* Exercise *
Find every line in the entries below that contains the word "fallen", and copy each of those lines. Matching is case-sensitive.
------ Entries supplied ------
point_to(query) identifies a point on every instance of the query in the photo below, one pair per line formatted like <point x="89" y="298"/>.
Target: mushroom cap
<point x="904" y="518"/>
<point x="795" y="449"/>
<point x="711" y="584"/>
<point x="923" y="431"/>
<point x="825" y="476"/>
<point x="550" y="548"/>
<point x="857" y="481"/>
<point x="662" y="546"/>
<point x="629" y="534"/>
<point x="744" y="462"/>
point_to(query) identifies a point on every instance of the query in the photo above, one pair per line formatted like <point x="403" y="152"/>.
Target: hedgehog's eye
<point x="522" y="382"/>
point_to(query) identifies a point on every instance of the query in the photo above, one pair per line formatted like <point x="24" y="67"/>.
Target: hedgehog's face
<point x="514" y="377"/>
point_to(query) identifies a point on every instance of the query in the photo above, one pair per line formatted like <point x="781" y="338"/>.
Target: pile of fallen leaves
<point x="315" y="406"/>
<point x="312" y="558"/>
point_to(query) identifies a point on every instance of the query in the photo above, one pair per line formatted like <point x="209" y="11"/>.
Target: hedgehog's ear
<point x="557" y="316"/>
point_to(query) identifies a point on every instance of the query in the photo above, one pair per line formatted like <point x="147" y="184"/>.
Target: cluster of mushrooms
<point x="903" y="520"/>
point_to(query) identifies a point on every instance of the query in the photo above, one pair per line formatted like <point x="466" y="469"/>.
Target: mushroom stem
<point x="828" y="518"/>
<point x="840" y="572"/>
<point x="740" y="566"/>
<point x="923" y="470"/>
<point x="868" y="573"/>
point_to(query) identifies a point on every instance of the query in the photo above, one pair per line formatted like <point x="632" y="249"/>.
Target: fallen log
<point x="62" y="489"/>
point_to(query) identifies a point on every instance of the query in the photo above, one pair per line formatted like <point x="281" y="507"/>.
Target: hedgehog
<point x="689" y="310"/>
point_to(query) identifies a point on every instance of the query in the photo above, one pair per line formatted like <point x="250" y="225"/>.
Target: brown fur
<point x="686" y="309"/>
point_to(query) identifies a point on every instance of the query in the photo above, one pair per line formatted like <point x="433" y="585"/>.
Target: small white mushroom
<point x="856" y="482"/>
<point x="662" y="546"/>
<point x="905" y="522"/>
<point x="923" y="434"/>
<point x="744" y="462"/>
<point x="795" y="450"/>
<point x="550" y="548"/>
------
* Correct result *
Target: pile of fallen leaves
Target: fallen log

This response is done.